**Dataset excerpts:**
------------------------------------------------

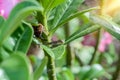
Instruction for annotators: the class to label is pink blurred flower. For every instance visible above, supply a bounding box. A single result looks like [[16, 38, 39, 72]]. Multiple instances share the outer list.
[[99, 32, 112, 52], [0, 0, 20, 18], [82, 32, 112, 52]]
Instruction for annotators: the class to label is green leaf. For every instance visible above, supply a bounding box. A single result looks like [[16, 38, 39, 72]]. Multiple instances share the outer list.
[[51, 0, 84, 29], [39, 0, 65, 13], [41, 45, 55, 59], [82, 64, 105, 80], [0, 1, 43, 46], [64, 23, 100, 44], [79, 64, 105, 80], [0, 16, 5, 27], [14, 23, 33, 54], [90, 15, 120, 40], [0, 52, 31, 80], [50, 7, 99, 34], [60, 68, 74, 80], [34, 57, 48, 80], [52, 45, 65, 59]]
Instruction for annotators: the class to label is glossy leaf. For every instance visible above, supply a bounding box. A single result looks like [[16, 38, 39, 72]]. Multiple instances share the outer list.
[[52, 45, 65, 59], [39, 0, 65, 13], [0, 52, 31, 80], [82, 64, 105, 80], [90, 15, 120, 40], [34, 57, 48, 80], [64, 24, 100, 44], [51, 7, 99, 34], [0, 1, 43, 45], [15, 23, 33, 54], [51, 0, 83, 29], [41, 45, 55, 59], [79, 64, 105, 80], [0, 16, 5, 27], [58, 68, 74, 80]]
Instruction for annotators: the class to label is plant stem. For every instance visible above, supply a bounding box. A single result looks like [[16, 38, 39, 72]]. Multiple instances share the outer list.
[[89, 29, 101, 65], [47, 55, 57, 80], [112, 54, 120, 80], [74, 49, 83, 66], [38, 11, 57, 80], [64, 23, 72, 67]]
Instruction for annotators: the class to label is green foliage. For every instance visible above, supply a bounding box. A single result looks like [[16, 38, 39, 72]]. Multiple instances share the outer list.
[[0, 52, 32, 80], [34, 57, 48, 80], [57, 68, 74, 80], [78, 64, 105, 80], [39, 0, 65, 13], [90, 15, 120, 39], [0, 0, 120, 80], [0, 16, 5, 27], [0, 1, 43, 46], [14, 23, 33, 53], [64, 24, 100, 44], [52, 45, 65, 59], [41, 45, 55, 59], [50, 0, 83, 32]]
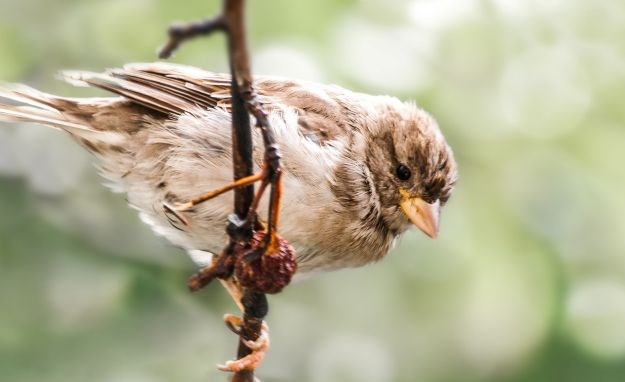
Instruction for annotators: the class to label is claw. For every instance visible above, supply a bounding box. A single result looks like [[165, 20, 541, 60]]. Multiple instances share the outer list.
[[217, 314, 269, 373]]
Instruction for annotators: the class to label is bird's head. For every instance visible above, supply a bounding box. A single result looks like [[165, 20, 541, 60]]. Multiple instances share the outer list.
[[365, 104, 458, 238]]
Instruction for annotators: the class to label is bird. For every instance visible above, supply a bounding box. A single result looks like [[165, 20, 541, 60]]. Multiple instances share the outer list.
[[0, 62, 458, 278], [0, 62, 458, 371]]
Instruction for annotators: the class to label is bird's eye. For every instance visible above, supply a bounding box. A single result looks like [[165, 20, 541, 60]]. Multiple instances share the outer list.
[[396, 164, 412, 180]]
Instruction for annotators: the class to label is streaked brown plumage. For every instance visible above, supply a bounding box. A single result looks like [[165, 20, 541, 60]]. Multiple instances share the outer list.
[[0, 63, 457, 274]]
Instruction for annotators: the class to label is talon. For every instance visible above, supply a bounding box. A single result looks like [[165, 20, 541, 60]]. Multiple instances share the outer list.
[[217, 326, 269, 373], [224, 313, 243, 334]]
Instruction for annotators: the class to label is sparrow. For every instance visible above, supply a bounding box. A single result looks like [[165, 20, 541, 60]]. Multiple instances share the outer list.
[[0, 62, 458, 277]]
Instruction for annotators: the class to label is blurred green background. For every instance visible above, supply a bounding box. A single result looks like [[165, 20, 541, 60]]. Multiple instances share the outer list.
[[0, 0, 625, 382]]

------------------------------------------------

**Problem:**
Render every line of the records above as a JSON array of strings, one string per line, omitting blank lines and leaving out the pictures.

**Final result:**
[
  "Instruction for annotators: the class to label is pink blurred flower. For every instance visible above, supply a bounding box. A single result looks like [[16, 38, 39, 72]]. Multiple instances share the outer list.",
  "[[99, 32, 112, 52], [0, 0, 20, 18], [82, 32, 112, 52]]",
  "Instruction for annotators: the class to label is green leaf. For every instance visible above, supply a bounding box. A single result looks like [[16, 38, 39, 72]]. Multiple instances share the outer list.",
  "[[51, 0, 84, 29], [39, 0, 65, 13], [41, 45, 55, 59], [82, 64, 105, 80], [0, 1, 43, 46], [64, 23, 100, 44], [79, 64, 105, 80], [0, 16, 5, 27], [14, 23, 33, 54], [90, 15, 120, 40], [0, 52, 31, 80], [50, 7, 99, 34], [60, 68, 74, 80], [34, 57, 48, 80], [52, 45, 65, 59]]",
  "Instruction for annotators: the class to label is glossy leaf. For every instance visible above, supply a bounding box. A single result looks like [[16, 38, 39, 72]]. Multiple instances share the outer list.",
  "[[52, 45, 65, 59], [39, 0, 65, 13], [0, 52, 31, 80], [82, 64, 105, 80], [90, 15, 120, 40], [34, 57, 48, 80], [64, 24, 100, 44], [51, 7, 99, 34], [0, 1, 43, 45], [15, 23, 33, 54], [51, 0, 83, 29], [41, 45, 55, 59], [79, 64, 105, 80], [0, 16, 5, 27], [58, 68, 74, 80]]",
  "Instruction for annotators: the class to label is plant stem. For every instance visible above, supply a bounding box. A single result looks like [[16, 38, 39, 72]]. Multiple instances share the outer list.",
  "[[89, 29, 101, 65], [47, 55, 57, 80], [112, 54, 120, 80], [74, 49, 83, 66], [38, 11, 57, 80], [64, 23, 72, 67]]",
  "Instruction for annotators: the class to label is green foliage. For every instance visible above, supply a bounding box. A single result looks like [[16, 38, 39, 72]]. Multiple instances share the outer list.",
  "[[0, 52, 32, 80], [34, 57, 48, 80], [57, 68, 74, 80], [78, 64, 105, 80], [39, 0, 65, 13], [90, 15, 120, 39], [0, 0, 120, 80], [0, 16, 5, 27], [0, 1, 43, 46], [14, 23, 33, 53], [64, 24, 100, 44], [52, 45, 65, 59], [41, 45, 55, 59], [50, 0, 83, 32]]",
  "Instruction for annotators: the class to label is claw. For every instance visible above, supply a bounding box. A single result looks like [[165, 20, 541, 60]]. Multiple instances share the outer list.",
  "[[217, 314, 269, 373]]",
  "Instruction for annotators: the class to label is bird's head. For every instance visible above, supply a bounding box. A single result looks like [[165, 20, 541, 60]]. Multiple instances share the outer list.",
  "[[365, 104, 458, 238]]",
  "Instruction for annotators: the class to label is bird. For every instance visible above, supply a bounding box. A single result looks like [[165, 20, 541, 60]]. Multiple instances share the outer list.",
  "[[0, 62, 458, 278], [0, 62, 458, 371]]",
  "Instruction for annotators: the class to label is bird's eye. For every instance visible above, supply a bounding box. A single result looks like [[165, 20, 541, 60]]. Multiple instances share the outer list.",
  "[[396, 164, 412, 180]]",
  "Instruction for annotators: the class to label is streaked brown plumage. For every instance visible above, supply a bounding box. A single result looks like [[165, 20, 541, 60]]. Multiple instances share the outer list.",
  "[[0, 63, 457, 274]]",
  "Instruction for annotators: the class to label is talon. For every instance visible above, supply a bounding box. A single result looks like [[165, 20, 541, 60]]. Multiple instances share the outer list.",
  "[[217, 326, 269, 373], [224, 313, 243, 334]]",
  "Instruction for annotators: the class to label is sparrow. For every instance visible above, supply a bounding box. A single result looks like [[165, 20, 541, 60]]. Multiple instances share the outer list.",
  "[[0, 62, 458, 277]]",
  "Instruction for annotators: the class to label is blurred green background. For every instance visible above, supply a bounding box. A single result looks like [[165, 20, 541, 60]]. Multiple instances share the outer list.",
  "[[0, 0, 625, 382]]"
]